▶ **Task instructions**
Arrange the lines of the records from the one containing "Reviewer note: check that each instance of the red jam" through the one containing "[[145, 99]]" as a JSON list of strings, one string per line, skipping blank lines.

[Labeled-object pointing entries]
# # # # #
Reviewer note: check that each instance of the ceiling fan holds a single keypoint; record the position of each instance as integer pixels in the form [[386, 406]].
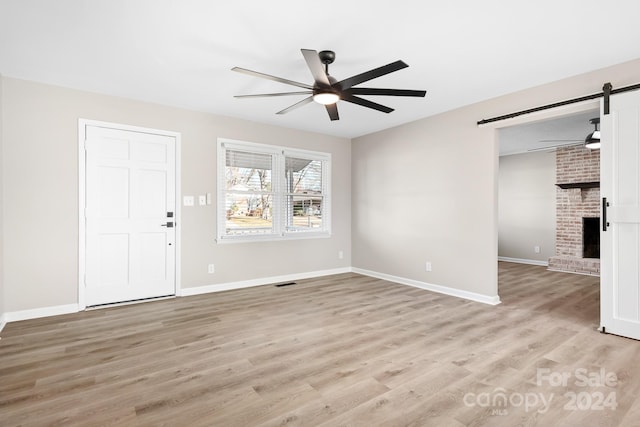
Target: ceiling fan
[[327, 90], [592, 141]]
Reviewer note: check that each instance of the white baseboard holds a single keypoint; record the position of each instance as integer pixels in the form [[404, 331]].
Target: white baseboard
[[14, 316], [524, 261], [491, 300], [259, 282]]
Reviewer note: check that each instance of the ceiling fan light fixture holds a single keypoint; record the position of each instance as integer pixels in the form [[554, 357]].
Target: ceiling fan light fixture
[[326, 98]]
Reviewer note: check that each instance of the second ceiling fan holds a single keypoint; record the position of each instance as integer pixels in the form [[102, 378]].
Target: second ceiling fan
[[328, 91]]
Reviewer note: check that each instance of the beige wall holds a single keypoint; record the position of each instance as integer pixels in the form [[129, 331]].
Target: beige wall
[[2, 297], [527, 206], [40, 169], [427, 191]]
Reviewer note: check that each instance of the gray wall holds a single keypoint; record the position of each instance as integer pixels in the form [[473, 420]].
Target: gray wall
[[424, 191], [428, 190], [40, 168], [527, 206], [2, 297]]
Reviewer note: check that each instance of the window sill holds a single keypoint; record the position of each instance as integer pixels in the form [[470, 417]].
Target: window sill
[[272, 238]]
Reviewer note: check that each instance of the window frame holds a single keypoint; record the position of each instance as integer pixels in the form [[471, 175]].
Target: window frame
[[279, 189]]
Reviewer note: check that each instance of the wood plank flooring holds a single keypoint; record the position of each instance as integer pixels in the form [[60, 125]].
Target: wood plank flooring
[[344, 350]]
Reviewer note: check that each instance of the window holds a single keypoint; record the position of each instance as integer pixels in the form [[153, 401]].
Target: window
[[267, 192]]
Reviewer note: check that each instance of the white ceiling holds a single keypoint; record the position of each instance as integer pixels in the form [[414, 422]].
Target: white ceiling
[[546, 134], [181, 53]]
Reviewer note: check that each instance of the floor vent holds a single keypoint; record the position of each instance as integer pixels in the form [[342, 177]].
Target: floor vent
[[279, 285]]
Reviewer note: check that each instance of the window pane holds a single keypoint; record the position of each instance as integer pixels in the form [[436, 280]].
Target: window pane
[[304, 176], [246, 171], [305, 212], [248, 213]]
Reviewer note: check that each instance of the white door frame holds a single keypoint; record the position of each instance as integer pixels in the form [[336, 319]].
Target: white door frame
[[82, 171]]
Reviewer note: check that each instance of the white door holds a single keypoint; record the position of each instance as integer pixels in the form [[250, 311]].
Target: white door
[[620, 185], [129, 216]]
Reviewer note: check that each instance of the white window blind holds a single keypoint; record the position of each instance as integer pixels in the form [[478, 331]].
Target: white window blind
[[271, 192]]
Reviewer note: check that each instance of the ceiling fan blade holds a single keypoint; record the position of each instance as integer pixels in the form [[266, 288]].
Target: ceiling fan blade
[[296, 105], [332, 109], [316, 67], [270, 77], [266, 95], [365, 102], [386, 92], [371, 74]]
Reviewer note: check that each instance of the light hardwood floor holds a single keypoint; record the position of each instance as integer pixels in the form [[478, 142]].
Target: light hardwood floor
[[344, 350]]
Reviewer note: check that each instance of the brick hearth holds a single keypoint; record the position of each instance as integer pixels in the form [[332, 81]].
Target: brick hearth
[[575, 165]]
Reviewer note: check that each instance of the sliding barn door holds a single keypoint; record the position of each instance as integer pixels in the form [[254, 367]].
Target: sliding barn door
[[620, 235]]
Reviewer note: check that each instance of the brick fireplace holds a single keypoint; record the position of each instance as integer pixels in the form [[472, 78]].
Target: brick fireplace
[[577, 199]]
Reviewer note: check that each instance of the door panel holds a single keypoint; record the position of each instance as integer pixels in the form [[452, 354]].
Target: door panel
[[620, 184], [130, 194]]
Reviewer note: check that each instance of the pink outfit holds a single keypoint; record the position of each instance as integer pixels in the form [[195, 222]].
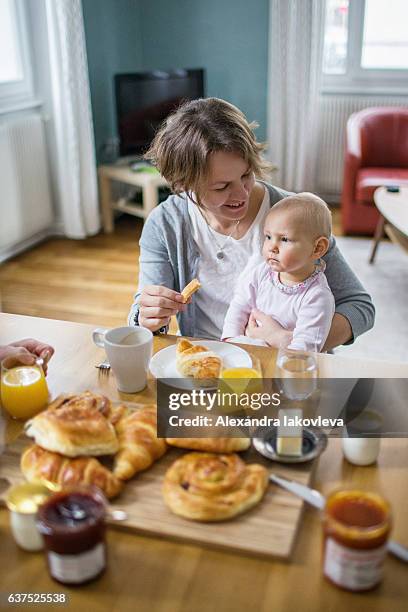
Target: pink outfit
[[306, 308]]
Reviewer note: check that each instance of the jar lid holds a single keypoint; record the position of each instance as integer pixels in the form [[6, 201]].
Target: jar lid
[[25, 498]]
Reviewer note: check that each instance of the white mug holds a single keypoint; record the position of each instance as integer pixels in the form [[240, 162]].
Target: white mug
[[359, 450], [129, 350]]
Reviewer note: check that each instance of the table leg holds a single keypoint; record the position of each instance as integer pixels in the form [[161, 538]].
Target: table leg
[[379, 232], [150, 198], [106, 204]]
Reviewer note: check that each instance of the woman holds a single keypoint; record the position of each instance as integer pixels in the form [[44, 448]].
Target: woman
[[26, 352], [208, 153]]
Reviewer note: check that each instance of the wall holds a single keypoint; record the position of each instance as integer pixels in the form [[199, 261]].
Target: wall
[[114, 44], [229, 38]]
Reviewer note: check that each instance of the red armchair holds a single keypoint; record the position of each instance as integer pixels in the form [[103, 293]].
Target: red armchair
[[376, 154]]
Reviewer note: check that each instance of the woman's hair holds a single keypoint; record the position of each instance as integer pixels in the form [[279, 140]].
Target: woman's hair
[[198, 128], [310, 210]]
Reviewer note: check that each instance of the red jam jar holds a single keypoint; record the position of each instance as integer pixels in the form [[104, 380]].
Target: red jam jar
[[356, 528], [72, 523]]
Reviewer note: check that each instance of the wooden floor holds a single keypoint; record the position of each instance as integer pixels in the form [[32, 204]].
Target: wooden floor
[[88, 281]]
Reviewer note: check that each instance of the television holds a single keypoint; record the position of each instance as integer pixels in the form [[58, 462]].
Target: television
[[145, 99]]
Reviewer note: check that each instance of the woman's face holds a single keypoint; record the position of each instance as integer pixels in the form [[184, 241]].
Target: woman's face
[[228, 186]]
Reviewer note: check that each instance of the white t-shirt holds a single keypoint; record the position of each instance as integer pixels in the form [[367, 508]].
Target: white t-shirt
[[219, 277]]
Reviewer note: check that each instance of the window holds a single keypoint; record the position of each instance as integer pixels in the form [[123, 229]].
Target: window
[[366, 44], [15, 66]]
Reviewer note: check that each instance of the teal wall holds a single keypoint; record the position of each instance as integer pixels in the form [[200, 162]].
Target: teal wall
[[113, 43], [229, 38]]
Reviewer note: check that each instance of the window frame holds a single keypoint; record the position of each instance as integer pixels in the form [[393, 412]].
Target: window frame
[[20, 94], [356, 78]]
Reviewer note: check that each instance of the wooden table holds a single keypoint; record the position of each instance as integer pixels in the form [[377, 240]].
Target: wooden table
[[393, 209], [122, 173], [148, 574]]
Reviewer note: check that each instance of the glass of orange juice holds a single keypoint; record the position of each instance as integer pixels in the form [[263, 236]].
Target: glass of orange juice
[[239, 380], [24, 390]]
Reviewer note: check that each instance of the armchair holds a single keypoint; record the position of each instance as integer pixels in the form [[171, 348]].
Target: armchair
[[376, 154]]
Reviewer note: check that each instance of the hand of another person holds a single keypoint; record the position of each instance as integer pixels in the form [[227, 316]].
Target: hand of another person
[[157, 305], [25, 352], [264, 327]]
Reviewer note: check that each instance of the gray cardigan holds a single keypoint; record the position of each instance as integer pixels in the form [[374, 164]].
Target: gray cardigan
[[169, 257]]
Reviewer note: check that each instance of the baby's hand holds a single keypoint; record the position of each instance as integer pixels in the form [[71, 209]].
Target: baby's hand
[[264, 327]]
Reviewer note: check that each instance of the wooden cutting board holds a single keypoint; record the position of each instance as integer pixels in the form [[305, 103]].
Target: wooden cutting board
[[268, 530]]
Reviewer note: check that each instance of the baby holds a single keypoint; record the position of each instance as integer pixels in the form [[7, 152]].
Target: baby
[[290, 284]]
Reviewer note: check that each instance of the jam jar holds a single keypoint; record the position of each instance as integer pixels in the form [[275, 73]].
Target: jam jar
[[72, 523], [356, 528]]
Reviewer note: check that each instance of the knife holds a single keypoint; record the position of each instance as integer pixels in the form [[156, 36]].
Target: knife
[[317, 500]]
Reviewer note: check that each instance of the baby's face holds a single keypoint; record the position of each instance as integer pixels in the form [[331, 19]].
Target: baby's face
[[286, 247]]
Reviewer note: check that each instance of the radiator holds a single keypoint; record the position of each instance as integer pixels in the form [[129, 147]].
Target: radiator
[[334, 112], [25, 198]]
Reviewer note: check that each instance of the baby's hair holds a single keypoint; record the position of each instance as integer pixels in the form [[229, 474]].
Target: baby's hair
[[312, 211], [183, 143]]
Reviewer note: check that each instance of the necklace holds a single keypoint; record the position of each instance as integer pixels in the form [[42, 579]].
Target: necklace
[[220, 248]]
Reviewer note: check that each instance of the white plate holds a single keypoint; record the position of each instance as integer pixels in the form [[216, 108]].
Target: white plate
[[163, 363]]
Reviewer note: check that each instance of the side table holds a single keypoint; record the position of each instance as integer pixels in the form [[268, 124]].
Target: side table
[[150, 184], [393, 209]]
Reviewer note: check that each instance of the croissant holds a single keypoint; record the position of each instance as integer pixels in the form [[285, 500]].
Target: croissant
[[208, 487], [191, 288], [38, 464], [139, 446], [197, 360], [211, 445]]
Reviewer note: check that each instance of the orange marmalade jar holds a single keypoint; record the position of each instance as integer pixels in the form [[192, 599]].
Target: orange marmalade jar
[[356, 527]]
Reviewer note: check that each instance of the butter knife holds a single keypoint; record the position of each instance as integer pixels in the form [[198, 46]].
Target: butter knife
[[317, 500]]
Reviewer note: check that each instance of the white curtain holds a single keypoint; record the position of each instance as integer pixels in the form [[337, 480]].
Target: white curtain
[[296, 35], [77, 183]]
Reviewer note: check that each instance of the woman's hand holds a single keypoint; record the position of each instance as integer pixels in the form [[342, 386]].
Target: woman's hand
[[157, 305], [264, 327], [25, 352]]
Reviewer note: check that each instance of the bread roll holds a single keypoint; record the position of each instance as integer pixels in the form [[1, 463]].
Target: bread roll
[[139, 446], [209, 487], [211, 445], [87, 398], [74, 430], [38, 464]]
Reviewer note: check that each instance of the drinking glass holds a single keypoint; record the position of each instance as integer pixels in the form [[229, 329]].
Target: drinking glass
[[24, 390], [296, 372]]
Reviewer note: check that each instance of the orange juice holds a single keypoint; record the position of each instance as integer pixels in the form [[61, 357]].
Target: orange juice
[[241, 380], [24, 391]]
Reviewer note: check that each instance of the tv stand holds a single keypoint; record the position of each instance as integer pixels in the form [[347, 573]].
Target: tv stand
[[121, 172]]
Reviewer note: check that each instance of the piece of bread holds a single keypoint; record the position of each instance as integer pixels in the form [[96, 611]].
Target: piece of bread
[[139, 446], [197, 360], [210, 487], [39, 465], [211, 445], [74, 429], [189, 289]]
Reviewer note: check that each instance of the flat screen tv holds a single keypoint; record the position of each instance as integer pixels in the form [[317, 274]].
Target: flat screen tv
[[144, 99]]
# # # # #
▶ **Result below**
[
  "Reviewer note: check that each instance of the red jam jar holds a single keypoint; record the position of each instance as integer pixels in the form [[104, 380]].",
  "Target: red jam jar",
  "[[356, 528], [72, 523]]",
  "Reviewer note: check that each instance of the wooden floor holds a single keypoint; record the position of each instance as integer pixels in the form [[32, 204]].",
  "Target: wooden floor",
  "[[88, 281]]",
  "Reviewer note: check that each instance of the television holds a single keypoint; record the position of each instance as integer pixels in the form [[58, 462]].",
  "Target: television",
  "[[145, 99]]"
]